#### Given request:
Count the lines in the rows below that contain the string "horn". Reply with the number alone.

#### Source data:
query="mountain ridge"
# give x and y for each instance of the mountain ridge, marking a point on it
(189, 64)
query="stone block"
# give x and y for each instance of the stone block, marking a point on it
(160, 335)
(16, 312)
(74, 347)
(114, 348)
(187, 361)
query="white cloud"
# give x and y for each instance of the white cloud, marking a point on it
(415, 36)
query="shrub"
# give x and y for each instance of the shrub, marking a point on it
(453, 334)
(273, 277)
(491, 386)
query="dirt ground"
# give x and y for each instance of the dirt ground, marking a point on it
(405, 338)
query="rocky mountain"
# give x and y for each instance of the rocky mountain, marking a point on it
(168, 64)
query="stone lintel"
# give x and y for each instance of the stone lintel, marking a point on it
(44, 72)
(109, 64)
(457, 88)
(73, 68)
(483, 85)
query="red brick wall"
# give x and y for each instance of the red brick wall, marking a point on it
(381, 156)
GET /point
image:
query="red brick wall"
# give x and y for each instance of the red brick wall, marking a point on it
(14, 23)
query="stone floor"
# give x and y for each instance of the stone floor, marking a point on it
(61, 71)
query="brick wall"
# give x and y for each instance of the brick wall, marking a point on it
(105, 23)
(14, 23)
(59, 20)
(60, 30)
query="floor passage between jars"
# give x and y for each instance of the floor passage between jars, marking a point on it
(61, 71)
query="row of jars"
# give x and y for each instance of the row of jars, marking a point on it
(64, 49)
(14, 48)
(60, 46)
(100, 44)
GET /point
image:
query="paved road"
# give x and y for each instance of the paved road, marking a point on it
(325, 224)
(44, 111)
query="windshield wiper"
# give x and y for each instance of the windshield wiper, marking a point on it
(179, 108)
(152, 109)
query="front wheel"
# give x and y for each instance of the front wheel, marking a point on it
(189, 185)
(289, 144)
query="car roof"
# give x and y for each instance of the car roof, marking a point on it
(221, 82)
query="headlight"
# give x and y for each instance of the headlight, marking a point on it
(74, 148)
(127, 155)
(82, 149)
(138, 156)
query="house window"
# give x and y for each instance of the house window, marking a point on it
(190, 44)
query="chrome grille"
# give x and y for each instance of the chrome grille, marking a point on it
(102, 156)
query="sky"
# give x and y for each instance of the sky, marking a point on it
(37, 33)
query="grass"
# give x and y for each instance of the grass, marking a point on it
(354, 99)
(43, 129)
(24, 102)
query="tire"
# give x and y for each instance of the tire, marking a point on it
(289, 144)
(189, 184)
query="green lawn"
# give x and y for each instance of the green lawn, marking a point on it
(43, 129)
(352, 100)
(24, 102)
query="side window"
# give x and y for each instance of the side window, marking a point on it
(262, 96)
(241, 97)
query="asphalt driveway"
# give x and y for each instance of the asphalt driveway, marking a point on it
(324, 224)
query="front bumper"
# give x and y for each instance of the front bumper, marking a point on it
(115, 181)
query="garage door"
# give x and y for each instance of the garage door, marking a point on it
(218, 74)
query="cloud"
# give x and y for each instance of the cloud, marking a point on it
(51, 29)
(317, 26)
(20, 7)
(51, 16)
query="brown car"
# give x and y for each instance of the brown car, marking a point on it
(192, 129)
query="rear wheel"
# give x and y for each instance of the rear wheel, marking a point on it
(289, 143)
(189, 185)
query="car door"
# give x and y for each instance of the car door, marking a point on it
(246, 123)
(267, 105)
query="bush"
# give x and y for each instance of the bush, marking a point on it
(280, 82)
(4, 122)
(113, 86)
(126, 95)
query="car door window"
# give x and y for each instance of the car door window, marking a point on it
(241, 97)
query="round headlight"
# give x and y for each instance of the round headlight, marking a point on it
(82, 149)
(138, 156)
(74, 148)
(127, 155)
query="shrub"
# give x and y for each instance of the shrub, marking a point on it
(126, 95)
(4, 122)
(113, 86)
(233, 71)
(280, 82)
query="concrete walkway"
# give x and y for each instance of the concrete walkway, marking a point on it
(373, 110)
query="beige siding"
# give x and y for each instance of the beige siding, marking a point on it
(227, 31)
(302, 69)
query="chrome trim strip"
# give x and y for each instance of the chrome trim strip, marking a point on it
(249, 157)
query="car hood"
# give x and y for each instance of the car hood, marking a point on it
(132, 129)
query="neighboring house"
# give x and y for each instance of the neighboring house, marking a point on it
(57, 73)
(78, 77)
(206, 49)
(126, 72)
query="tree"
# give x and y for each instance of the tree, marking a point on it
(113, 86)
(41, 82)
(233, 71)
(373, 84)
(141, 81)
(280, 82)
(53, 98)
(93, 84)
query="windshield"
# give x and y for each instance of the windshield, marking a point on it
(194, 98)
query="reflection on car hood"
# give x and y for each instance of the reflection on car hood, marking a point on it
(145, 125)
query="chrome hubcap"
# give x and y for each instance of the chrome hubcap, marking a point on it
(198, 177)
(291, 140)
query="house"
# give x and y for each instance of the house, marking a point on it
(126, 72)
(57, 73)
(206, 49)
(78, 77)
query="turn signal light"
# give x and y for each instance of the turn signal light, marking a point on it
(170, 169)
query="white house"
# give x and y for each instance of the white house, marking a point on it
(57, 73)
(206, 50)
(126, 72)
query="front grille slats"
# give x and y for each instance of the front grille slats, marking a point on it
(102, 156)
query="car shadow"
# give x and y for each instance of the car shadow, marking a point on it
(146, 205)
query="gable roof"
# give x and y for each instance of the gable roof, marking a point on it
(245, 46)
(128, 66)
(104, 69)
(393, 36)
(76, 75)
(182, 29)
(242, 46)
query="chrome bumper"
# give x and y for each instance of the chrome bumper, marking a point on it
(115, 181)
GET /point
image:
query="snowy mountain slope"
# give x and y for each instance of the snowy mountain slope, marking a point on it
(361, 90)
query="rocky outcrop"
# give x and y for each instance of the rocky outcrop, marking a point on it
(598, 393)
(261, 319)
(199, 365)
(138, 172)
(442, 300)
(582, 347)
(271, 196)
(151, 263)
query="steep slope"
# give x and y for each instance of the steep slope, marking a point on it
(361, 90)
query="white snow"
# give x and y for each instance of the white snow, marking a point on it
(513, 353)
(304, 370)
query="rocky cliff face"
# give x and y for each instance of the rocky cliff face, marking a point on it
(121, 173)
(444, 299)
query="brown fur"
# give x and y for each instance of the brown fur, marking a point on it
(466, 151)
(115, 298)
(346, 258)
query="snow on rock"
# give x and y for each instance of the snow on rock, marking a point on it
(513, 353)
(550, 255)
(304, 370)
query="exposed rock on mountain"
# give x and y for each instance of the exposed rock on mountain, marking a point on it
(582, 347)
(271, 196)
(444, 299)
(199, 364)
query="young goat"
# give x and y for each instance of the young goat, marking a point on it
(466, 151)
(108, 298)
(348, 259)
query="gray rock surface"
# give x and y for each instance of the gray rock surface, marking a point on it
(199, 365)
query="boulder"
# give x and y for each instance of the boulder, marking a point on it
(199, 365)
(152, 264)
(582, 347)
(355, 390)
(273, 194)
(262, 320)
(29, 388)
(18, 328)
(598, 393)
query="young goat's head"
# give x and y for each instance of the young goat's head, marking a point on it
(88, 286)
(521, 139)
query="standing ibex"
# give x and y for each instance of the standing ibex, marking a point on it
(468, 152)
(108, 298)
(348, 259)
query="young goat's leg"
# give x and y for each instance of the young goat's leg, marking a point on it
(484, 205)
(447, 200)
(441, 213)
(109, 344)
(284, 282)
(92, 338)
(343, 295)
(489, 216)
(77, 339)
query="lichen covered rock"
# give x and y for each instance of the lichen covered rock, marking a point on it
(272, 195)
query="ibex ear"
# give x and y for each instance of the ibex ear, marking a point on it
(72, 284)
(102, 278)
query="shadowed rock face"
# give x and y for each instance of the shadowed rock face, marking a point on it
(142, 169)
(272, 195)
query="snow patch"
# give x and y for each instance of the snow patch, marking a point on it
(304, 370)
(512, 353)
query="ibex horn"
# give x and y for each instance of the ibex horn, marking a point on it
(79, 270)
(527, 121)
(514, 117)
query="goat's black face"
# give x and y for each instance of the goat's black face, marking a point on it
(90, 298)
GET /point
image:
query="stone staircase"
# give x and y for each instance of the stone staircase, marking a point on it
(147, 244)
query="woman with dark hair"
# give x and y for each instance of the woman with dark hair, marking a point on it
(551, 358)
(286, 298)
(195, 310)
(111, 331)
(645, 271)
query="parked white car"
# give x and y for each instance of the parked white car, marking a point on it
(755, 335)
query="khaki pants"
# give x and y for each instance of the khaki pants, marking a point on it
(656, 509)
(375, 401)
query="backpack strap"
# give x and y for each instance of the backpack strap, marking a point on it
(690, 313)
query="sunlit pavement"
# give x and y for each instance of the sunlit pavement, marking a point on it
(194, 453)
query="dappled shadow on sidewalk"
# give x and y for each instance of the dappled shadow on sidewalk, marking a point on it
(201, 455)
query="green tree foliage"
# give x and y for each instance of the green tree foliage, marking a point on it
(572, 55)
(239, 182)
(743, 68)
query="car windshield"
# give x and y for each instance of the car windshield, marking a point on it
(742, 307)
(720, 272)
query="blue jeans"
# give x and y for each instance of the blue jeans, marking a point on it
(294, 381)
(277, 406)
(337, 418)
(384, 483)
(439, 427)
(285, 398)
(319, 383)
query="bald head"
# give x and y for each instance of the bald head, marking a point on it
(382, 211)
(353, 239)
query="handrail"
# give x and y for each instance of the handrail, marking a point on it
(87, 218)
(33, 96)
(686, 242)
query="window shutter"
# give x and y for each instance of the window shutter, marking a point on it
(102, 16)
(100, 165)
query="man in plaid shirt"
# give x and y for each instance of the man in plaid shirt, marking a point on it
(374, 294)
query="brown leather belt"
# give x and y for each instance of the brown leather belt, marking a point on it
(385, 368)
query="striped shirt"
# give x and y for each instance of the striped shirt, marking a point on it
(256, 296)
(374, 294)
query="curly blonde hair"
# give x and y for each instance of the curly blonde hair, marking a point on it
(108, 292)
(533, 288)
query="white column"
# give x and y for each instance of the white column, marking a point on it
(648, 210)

#### Exercise result:
2